Written problem
Copy out the listing below word for word, from its first line to its last, leaving out the pictures.
%%
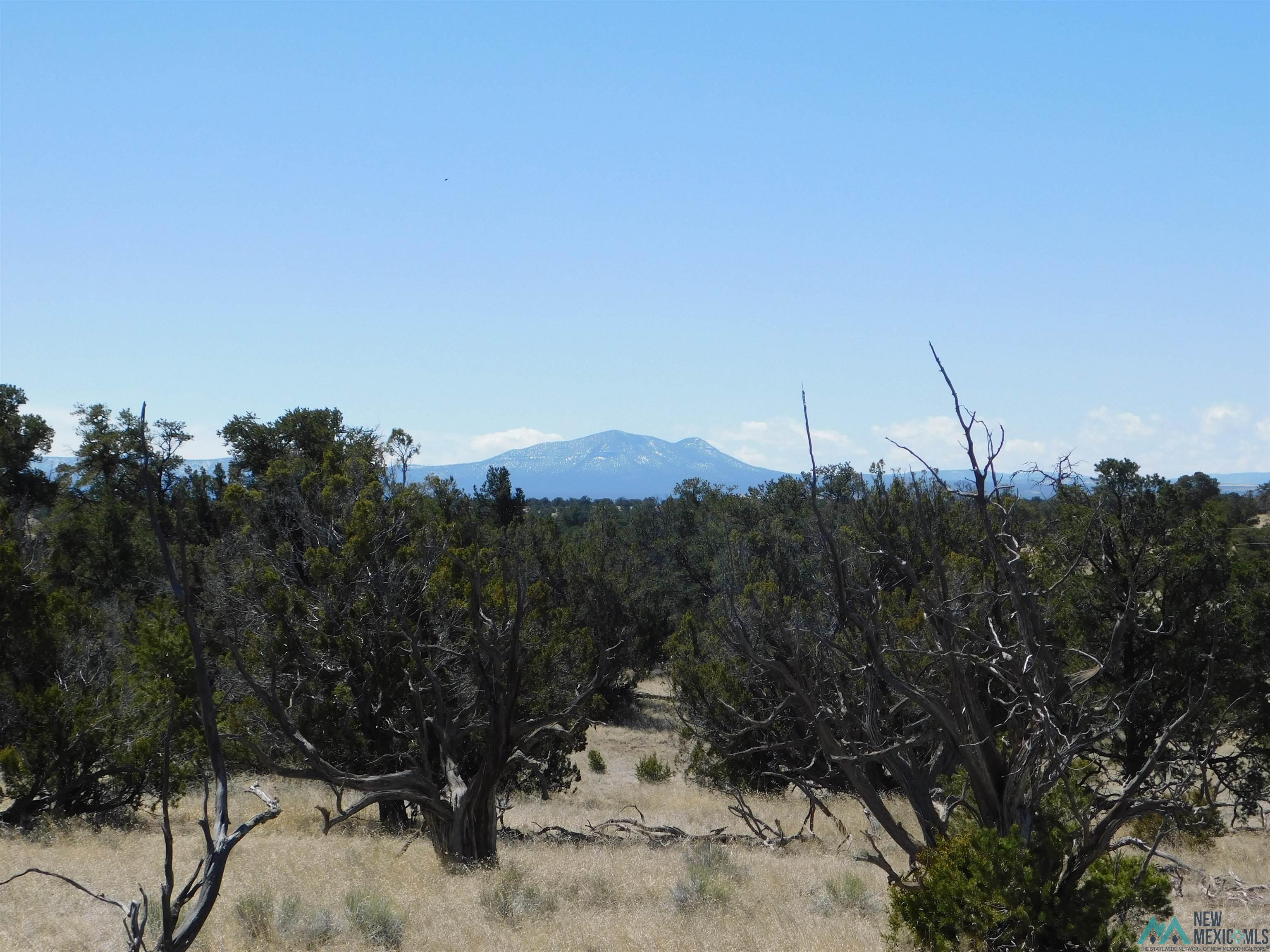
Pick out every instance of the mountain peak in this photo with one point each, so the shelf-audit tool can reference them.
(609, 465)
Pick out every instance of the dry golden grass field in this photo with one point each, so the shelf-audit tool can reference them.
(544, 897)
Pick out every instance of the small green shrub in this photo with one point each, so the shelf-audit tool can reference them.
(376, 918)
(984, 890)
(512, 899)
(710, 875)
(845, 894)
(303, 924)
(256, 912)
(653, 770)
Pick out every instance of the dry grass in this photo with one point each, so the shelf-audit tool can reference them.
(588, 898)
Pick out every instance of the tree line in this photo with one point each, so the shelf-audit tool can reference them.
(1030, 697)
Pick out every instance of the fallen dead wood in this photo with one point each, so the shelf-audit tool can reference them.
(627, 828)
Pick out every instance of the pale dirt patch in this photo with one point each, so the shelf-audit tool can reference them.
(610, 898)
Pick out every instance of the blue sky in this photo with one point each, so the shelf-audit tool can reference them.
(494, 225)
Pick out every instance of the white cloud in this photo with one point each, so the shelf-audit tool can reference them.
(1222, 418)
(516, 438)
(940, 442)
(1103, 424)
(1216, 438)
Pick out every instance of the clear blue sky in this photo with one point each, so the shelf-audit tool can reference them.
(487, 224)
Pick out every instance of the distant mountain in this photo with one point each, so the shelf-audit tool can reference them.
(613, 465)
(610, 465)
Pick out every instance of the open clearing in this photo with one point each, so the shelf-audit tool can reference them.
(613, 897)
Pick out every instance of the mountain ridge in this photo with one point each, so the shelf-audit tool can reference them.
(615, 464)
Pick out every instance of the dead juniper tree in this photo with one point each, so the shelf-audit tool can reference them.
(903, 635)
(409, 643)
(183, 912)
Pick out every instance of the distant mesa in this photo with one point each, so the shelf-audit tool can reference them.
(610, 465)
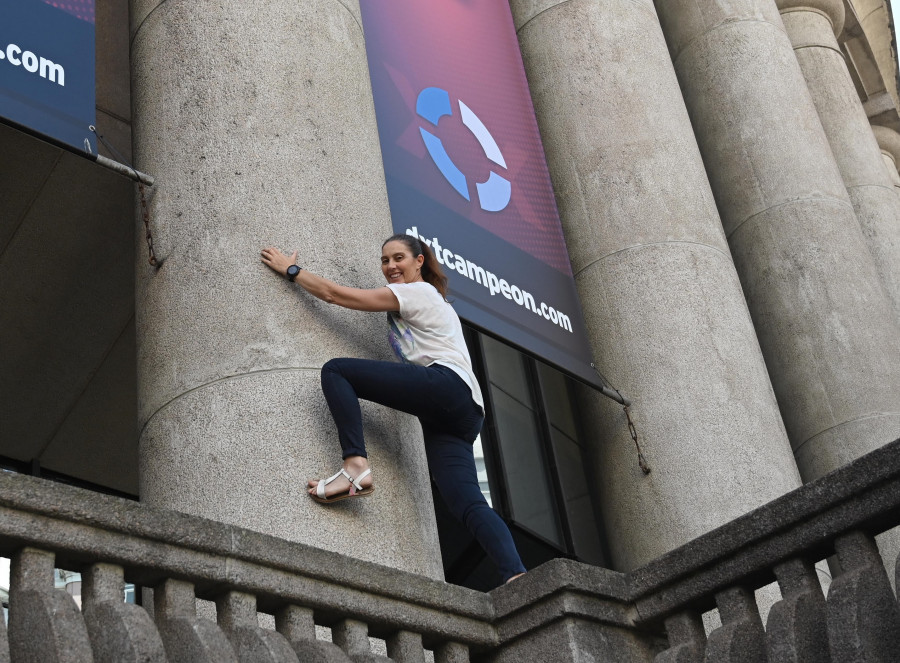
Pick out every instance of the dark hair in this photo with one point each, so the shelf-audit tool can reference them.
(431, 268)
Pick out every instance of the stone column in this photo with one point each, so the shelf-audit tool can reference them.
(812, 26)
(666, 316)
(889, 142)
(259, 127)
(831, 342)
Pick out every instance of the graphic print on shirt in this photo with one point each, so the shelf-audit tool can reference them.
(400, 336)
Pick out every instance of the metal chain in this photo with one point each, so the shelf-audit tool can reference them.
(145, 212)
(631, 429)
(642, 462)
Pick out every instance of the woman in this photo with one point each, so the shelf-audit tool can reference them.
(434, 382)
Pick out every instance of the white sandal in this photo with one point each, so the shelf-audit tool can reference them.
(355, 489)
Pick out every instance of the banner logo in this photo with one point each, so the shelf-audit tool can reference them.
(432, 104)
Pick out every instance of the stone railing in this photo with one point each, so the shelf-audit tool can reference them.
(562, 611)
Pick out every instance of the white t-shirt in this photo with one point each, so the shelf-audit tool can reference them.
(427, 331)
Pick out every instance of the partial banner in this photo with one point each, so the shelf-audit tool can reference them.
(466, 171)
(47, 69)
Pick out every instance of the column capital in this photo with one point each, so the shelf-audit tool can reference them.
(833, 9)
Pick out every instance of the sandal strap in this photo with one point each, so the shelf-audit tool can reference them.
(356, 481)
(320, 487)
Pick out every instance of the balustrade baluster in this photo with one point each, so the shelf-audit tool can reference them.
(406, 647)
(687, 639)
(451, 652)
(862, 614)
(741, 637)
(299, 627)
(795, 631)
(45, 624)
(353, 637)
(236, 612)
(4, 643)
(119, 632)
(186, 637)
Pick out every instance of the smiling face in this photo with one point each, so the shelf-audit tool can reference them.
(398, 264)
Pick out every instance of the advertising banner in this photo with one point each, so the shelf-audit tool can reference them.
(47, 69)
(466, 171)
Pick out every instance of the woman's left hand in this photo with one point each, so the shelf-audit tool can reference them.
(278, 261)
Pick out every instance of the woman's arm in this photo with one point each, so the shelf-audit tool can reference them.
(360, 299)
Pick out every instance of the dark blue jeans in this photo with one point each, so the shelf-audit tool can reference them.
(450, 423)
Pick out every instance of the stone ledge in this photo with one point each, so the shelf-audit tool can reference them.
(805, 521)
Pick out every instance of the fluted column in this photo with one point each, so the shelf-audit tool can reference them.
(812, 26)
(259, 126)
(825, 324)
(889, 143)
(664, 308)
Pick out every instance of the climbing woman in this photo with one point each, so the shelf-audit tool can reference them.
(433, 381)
%%
Output for this task
Pick out every instance of the mountain peak in this photo with one point each, so the shelf-audit tool can reference them.
(609, 465)
Pick out every instance of the dry golden grass field in this photo with one point each, so the shelf-audit tool can reference them.
(544, 897)
Pick out every instance of the small green shrub in this photo with one point each, so the shelf-audit tool can reference them.
(376, 918)
(984, 890)
(512, 899)
(710, 875)
(845, 894)
(303, 924)
(256, 912)
(653, 770)
Pick out every instance of the dry grass in this photo with one point each, so the shelf-audit tool can reference them.
(588, 898)
Pick out every instance of the tree line in this photo with one point each, so the shelf-audit tool can reference them.
(1030, 697)
Pick out every instance of the fallen dead wood in this photo with one point each, so the shelf-audit tool can reference them.
(627, 828)
Pick out every instance of the pale dirt patch in this photo with one point each, so the shelf-audit tool can reference them.
(610, 898)
Pick out every instance of the blue sky in this photo with one point each, so the shelf-audit tool can reference them.
(494, 225)
Pick out every instance of the white cloud in this photo with one point each, so the shelf-audit tool can reference them.
(1222, 418)
(516, 438)
(940, 442)
(1103, 424)
(1216, 438)
Pick out every instance of the clear blue sky in this photo with one point each, so the shelf-audit tool can reference them.
(487, 224)
Pick out every instance of the distant mountain in this photo with one point each, so the shelf-audit tool can reference them.
(613, 465)
(610, 465)
Pick out every instance of the open clearing in this photo with one point each, so the shelf-audit tool can reference them.
(613, 897)
Pick out every instance of the mountain ridge in this photo with one point each, so the shelf-audit tool can reference them.
(615, 464)
Pick out every instance of the dead juniper tree in this photo with one point each, so the shelf-audit tool can reference them.
(903, 635)
(409, 643)
(183, 912)
Pick out every instance of the distant mesa in this photo with one point each, so the shelf-audit tool can reference them.
(610, 465)
Pick out every instance of the dark hair in this photo with one point each, so the shelf-audit tool can reference them.
(431, 268)
Pick out every instance of the stone column in this photo with one point each, so the shelf-audit tool can reference them.
(812, 26)
(666, 316)
(889, 142)
(259, 127)
(831, 342)
Pick out every instance of the graphic print on shirt in this photo with one point each, so the shelf-audit tool can reference them.
(400, 336)
Pick out every instance of the metal chain in this photo with one point each, so the shelf-audit tool can reference them.
(145, 212)
(631, 429)
(642, 462)
Pick out every instance of the woman in this photo with one point each, so the shelf-audit tool can reference them.
(434, 382)
Pick out every instance of the white sandal in this photo with one point each, so the shelf-audit tool can reference them.
(355, 489)
Pick out every instance of the banner logo in this photo with one point each, so the shelf-audit tool can reference them.
(432, 104)
Pick out every instance of the stone railing in this photo with one point each, so the shelf-audit tool can reference them.
(562, 611)
Pick out every instance of the white t-shirt in this photo with one point each, so the shelf-audit tool can reference them.
(427, 331)
Pick out every instance of the partial banner in this photo with one point each, so the shelf-audit tool can reference them.
(466, 171)
(47, 69)
Pick out every instance of the column capital in this photo with one point each, so the shelf-audit tool can reference them.
(833, 9)
Pick out every instance of the sandal strap in this photo with one point each, so the shelf-audit tool can reference them.
(356, 481)
(320, 487)
Pick out every instance of the balustrade baluster in this photo with one point each, so the shelf-audit tool can reference them.
(406, 647)
(687, 639)
(451, 652)
(862, 614)
(741, 637)
(299, 627)
(795, 631)
(45, 624)
(353, 637)
(236, 612)
(4, 643)
(119, 632)
(186, 637)
Pick out every instance of the smiling face in this photo with one point each, so the shelf-audit tool can reference them.
(398, 264)
Pick out every instance of the advertising banner in this photo with one point each, so the shelf-audit tool can reference them.
(47, 69)
(466, 171)
Pick out every instance of the woman's left hand in this photo with one point each, so the shelf-audit tool can reference them.
(278, 261)
Pick out every instance of the woman's arm in this photo with one point each, so the shelf-audit tool can reference them.
(360, 299)
Pick out every instance of the dark blue jeans in this photo with one point each, so the shelf-audit tool can reference them.
(450, 423)
Pick out every instance of the stone ledge in this photo with one point each, so the shelf-audit tool can reference them.
(805, 521)
Pick out every instance of the fluted column in this photo with one point each, so the shelf-audit tool can reference them.
(812, 26)
(259, 126)
(825, 324)
(889, 143)
(664, 308)
Pick out every instance of the climbing woman in this photo with one point each, so the shelf-audit tool can reference them.
(433, 381)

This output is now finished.